======== AVAILABLE DATA

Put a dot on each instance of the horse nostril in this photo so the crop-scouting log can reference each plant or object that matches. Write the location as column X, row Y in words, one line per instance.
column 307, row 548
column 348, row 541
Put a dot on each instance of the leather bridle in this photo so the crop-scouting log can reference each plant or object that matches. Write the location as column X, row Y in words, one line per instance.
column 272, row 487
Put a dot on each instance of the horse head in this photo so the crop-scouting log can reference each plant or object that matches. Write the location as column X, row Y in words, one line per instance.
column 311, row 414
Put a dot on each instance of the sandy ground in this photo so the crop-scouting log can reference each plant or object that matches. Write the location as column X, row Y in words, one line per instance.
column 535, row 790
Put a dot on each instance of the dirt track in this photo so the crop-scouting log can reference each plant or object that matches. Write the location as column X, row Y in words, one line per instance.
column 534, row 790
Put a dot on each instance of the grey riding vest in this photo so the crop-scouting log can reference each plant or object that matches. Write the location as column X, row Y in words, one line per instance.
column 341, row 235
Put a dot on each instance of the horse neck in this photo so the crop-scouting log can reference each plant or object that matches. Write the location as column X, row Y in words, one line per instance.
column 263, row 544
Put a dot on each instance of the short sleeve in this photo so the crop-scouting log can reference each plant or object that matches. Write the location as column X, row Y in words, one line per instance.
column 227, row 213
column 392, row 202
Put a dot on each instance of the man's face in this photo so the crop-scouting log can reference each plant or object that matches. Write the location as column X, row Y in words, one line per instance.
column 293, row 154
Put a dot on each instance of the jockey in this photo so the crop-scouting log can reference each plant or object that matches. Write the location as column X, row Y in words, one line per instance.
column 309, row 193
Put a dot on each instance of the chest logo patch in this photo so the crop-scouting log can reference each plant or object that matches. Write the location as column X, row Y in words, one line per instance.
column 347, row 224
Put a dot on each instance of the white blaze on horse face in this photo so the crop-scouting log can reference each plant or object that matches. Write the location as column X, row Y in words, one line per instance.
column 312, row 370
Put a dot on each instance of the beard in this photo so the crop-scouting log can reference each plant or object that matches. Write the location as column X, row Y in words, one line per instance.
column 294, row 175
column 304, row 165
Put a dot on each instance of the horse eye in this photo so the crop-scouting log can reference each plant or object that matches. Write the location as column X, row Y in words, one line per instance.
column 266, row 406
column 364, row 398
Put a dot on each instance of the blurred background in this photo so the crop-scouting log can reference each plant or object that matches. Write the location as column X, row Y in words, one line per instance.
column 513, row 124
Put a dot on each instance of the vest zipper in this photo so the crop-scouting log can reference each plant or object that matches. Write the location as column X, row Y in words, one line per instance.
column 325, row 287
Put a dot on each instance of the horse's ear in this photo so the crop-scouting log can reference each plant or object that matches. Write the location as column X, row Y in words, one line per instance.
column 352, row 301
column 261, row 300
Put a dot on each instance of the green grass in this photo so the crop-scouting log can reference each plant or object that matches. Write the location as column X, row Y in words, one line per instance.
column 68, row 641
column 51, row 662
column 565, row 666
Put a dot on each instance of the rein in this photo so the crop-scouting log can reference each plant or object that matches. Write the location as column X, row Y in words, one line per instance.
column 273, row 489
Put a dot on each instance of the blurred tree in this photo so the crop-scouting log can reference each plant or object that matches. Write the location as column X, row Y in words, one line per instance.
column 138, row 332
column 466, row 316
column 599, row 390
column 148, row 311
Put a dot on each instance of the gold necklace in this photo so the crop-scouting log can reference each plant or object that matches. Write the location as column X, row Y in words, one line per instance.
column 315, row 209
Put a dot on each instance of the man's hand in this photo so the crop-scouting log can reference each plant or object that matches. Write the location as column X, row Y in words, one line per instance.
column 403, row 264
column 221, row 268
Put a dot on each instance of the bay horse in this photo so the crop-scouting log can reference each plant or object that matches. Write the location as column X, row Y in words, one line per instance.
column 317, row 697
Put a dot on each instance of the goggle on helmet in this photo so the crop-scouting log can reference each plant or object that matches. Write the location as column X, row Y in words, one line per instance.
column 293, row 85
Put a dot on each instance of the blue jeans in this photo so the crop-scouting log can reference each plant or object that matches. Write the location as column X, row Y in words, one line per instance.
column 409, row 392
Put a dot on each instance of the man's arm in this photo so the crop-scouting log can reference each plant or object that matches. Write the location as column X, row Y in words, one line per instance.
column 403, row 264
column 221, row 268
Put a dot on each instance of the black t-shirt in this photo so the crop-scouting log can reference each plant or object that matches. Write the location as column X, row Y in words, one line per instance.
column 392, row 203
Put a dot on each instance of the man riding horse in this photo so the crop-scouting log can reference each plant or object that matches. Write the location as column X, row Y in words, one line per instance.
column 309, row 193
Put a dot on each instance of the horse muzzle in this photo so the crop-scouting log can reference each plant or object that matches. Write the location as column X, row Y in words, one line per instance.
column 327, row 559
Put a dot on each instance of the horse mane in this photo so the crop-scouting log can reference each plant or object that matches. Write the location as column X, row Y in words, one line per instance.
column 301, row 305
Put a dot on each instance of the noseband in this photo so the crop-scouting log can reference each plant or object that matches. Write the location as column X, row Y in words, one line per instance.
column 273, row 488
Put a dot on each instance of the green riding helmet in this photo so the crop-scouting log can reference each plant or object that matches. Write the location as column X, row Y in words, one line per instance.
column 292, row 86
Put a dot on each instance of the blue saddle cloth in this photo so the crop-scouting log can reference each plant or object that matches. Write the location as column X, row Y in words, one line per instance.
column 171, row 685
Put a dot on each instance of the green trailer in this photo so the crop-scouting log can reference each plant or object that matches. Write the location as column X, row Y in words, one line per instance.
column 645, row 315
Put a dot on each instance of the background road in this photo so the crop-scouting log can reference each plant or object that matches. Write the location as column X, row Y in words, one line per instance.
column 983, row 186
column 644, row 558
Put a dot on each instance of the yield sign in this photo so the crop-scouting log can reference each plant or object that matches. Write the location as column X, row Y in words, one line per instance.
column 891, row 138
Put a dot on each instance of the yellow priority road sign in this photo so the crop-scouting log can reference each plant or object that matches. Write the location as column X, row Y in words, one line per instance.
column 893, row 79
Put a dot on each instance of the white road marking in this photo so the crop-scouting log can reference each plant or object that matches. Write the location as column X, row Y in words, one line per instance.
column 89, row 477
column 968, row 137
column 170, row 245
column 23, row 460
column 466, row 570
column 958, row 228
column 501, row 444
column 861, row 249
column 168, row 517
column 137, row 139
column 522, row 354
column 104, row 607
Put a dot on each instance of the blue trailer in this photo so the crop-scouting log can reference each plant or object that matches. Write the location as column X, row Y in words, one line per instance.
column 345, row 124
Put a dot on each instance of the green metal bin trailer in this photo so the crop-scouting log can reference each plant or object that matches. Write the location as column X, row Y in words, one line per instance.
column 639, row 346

================
======== AVAILABLE DATA

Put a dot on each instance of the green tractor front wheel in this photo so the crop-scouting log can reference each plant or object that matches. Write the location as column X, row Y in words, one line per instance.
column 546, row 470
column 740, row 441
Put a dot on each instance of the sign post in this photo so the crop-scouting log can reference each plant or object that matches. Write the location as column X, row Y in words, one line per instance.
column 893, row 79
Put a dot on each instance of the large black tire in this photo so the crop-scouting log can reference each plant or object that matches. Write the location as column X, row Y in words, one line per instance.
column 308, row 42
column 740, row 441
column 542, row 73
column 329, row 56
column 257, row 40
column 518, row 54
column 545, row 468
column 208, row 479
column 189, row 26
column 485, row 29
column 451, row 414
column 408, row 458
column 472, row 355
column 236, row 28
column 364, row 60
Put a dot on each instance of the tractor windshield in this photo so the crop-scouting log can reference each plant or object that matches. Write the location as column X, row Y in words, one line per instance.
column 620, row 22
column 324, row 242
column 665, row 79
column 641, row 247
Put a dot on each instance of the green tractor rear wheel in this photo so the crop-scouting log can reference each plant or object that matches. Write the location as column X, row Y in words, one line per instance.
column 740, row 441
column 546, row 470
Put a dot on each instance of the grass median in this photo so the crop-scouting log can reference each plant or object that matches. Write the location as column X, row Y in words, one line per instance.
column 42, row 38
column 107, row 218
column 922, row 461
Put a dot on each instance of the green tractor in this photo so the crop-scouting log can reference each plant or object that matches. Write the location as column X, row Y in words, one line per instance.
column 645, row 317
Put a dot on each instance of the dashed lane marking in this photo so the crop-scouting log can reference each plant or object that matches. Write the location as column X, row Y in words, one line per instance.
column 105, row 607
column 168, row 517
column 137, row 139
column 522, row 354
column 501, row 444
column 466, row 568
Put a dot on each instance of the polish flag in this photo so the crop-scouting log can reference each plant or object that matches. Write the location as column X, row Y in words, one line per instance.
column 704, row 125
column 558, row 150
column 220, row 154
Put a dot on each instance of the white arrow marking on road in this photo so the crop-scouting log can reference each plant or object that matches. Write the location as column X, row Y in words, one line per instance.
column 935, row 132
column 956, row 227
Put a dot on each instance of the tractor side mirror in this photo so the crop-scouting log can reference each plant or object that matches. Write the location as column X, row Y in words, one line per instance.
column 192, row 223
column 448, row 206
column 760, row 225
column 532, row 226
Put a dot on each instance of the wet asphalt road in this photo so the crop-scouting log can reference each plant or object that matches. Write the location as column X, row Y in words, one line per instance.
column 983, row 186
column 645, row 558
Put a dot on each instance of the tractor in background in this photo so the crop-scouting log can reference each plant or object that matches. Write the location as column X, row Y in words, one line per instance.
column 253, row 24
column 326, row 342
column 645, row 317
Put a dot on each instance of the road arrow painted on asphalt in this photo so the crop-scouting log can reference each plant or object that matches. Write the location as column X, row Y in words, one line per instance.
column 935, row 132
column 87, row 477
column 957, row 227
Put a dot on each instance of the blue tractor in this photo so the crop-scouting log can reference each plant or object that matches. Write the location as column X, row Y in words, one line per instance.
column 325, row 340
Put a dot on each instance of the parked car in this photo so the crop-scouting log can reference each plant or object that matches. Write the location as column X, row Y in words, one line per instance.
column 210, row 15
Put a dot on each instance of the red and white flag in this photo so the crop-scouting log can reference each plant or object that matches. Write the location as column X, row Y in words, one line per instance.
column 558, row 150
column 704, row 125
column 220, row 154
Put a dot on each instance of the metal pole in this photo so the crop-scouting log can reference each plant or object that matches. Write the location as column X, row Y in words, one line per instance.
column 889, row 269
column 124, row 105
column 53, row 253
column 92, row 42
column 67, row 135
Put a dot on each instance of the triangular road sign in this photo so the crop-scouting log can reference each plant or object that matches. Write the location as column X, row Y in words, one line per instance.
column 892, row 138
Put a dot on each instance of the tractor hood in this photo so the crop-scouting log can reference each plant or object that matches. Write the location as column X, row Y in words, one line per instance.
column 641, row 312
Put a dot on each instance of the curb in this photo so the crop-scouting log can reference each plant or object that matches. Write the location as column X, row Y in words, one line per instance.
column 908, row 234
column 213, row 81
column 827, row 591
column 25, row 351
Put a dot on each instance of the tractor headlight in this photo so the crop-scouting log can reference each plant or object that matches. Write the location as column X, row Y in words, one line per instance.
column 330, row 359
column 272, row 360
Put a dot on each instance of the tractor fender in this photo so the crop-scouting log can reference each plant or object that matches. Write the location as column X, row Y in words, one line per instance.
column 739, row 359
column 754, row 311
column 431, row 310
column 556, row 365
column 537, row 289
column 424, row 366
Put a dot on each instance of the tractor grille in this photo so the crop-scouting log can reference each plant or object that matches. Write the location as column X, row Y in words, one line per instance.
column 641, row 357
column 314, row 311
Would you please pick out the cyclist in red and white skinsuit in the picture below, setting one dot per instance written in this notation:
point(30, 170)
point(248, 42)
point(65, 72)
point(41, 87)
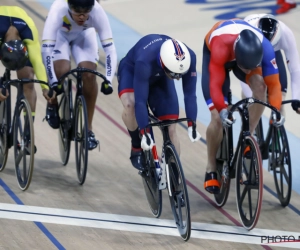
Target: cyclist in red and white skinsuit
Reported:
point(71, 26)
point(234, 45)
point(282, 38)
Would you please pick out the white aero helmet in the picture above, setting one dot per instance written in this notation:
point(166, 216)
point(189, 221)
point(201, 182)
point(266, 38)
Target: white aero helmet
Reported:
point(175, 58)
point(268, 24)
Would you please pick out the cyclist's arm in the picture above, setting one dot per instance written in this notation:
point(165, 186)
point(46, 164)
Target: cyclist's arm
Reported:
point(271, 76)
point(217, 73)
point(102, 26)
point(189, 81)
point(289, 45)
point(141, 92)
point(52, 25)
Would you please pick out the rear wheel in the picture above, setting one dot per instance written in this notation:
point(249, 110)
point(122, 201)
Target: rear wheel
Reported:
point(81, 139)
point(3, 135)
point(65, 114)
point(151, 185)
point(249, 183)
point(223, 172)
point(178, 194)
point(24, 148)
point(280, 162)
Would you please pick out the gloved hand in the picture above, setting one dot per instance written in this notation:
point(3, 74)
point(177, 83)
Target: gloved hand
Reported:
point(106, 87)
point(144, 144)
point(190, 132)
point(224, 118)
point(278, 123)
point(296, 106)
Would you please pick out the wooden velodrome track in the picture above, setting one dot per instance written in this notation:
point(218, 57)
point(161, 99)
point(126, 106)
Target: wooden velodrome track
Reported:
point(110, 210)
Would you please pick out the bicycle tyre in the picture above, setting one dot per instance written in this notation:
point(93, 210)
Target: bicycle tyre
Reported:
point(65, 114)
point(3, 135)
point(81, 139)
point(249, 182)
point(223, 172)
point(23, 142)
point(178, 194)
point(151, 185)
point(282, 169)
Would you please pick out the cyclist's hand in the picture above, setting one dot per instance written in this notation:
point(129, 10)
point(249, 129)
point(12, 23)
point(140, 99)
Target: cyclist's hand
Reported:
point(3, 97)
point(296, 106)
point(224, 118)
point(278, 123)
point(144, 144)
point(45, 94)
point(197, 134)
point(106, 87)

================

GOAL OF THE EXERCISE | Which lines of the records above contain the word "notation"? Report each one.

OUTPUT FOR THIS TASK |
Would you please pick out the cyclist in red and white skinsuit in the picture below, setting one dot per instance written in this notation:
Would you please pick out the white aero helmet in the picture above, setting one dot per instance written in this notation:
Would you please pick out the cyclist's arm in the picture above, setting one dot per instance written in this notation:
Would you please pick out the rear wheel in the picture above, setting one dot per instance written in this notation:
Would you please pick out the gloved hand in the picture above, setting one dot per instance written in this notation:
Would you please pick out the wooden velodrome track in the picture above, setting one dot per instance written in this notation:
Would you please pick out the bicycle tyre in the picture above, setting one dot per instance written in this notation:
Would you please pick out the cyclist's hand in the picture above, setting one dot per instance written in this notation:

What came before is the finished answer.